== TASK 1 ==
Show each line of the records that contains the string "train", copied in full. Case counts.

== TEXT SECTION ==
==*==
This is still happening in 2.7.4 (see #12776).

comment:17 follow-up: Changed 8 years ago by datallah

Ticket #12776 has been marked as a duplicate of this ticket.

comment:18 in reply to: ↑ 17 Changed 8 years ago by dodys

Replying to datallah:

Ticket #12776 has been marked as a duplicate of this ticket.

Yeah I have this same issue, only works if invisible.

datallah do you want me to attach the file here or create another ticket?

comment:19 Changed 8 years ago by datallah

dodys, you can attach it here. Please also provide a debug log.

comment:20 Changed 8 years ago by pva

Reported in Gentoo. Here is pidgin log with backtrace at the end: https://bugs.gentoo.org/attachment.cgi?id=252539

comment:21 Changed 8 years ago by darkrain42

Ticket #12832 has been marked as a duplicate of this ticket.

comment:22 Changed 8 years ago by Robby

Reported for Adium 1.4.1 (libpurple 2.7.5): http://pastebin.com/SC2AkjqU.

comment:23 Changed 8 years ago by darkrain42

  • Cc salinasv added

comment:24 Changed 8 years ago by Robby

This one is really biting us after the release of 1.4.1.

xnyhps said this in #adium-devl: "Those crashes are weird, seems to happen when cleaning up SSL connections of a UPnP request... is UPnP even usable over SSL?"

comment:25 Changed 8 years ago by Robby

#a14584, we'll try to retrieve some debug logging.

comment:26 Changed 8 years ago by darkrain42

The Adium ticket got updated with a relevant debug log (the last crash/debug log of the three). Looking at the code, I have at least an idea about what's going on here.
==*==
== RECORDS TO PROCESS ==
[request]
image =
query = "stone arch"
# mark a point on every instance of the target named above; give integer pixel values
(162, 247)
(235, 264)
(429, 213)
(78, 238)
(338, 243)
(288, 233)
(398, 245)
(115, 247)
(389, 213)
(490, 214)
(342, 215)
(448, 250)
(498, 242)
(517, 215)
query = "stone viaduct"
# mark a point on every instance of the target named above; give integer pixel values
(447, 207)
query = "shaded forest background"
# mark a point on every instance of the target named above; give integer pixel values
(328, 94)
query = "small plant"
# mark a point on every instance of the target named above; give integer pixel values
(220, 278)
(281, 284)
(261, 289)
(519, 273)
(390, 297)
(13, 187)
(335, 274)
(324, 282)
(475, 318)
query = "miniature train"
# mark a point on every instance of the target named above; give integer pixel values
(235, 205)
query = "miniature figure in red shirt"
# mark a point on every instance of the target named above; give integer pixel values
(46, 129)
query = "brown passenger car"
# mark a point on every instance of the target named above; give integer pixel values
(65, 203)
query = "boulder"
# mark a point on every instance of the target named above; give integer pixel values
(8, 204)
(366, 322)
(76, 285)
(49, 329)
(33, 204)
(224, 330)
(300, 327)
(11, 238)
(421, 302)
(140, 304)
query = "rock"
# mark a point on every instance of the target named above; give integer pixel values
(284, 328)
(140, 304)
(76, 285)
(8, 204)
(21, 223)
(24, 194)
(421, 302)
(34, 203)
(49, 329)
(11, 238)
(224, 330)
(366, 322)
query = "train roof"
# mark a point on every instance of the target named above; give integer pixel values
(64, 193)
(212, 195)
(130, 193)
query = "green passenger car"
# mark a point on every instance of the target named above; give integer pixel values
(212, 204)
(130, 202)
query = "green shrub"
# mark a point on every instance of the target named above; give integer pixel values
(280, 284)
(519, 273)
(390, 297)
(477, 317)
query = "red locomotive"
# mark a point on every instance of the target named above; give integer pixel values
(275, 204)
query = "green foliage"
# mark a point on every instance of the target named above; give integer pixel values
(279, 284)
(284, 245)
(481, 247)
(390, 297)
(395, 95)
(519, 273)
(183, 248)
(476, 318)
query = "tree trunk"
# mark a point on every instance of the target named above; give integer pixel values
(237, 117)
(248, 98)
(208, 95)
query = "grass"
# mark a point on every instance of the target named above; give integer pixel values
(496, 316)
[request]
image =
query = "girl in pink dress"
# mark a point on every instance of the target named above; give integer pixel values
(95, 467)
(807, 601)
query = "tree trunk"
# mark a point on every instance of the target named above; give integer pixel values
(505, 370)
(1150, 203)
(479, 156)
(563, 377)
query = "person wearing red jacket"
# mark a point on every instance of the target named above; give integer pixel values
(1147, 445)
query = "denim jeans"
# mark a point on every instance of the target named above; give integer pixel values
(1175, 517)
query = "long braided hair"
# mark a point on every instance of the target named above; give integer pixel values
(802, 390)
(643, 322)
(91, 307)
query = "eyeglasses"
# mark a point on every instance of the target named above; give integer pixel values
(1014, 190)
==*==
== TASK 2 ==
In the bug-ticket thread, list every user named after "Changed 8 years ago by", giving each name once.

== WRITTEN RESPONSE 1 ==
query = "miniature train"
query = "train roof"

== WRITTEN RESPONSE 2 ==
datallah, dodys, pva, darkrain42, Robby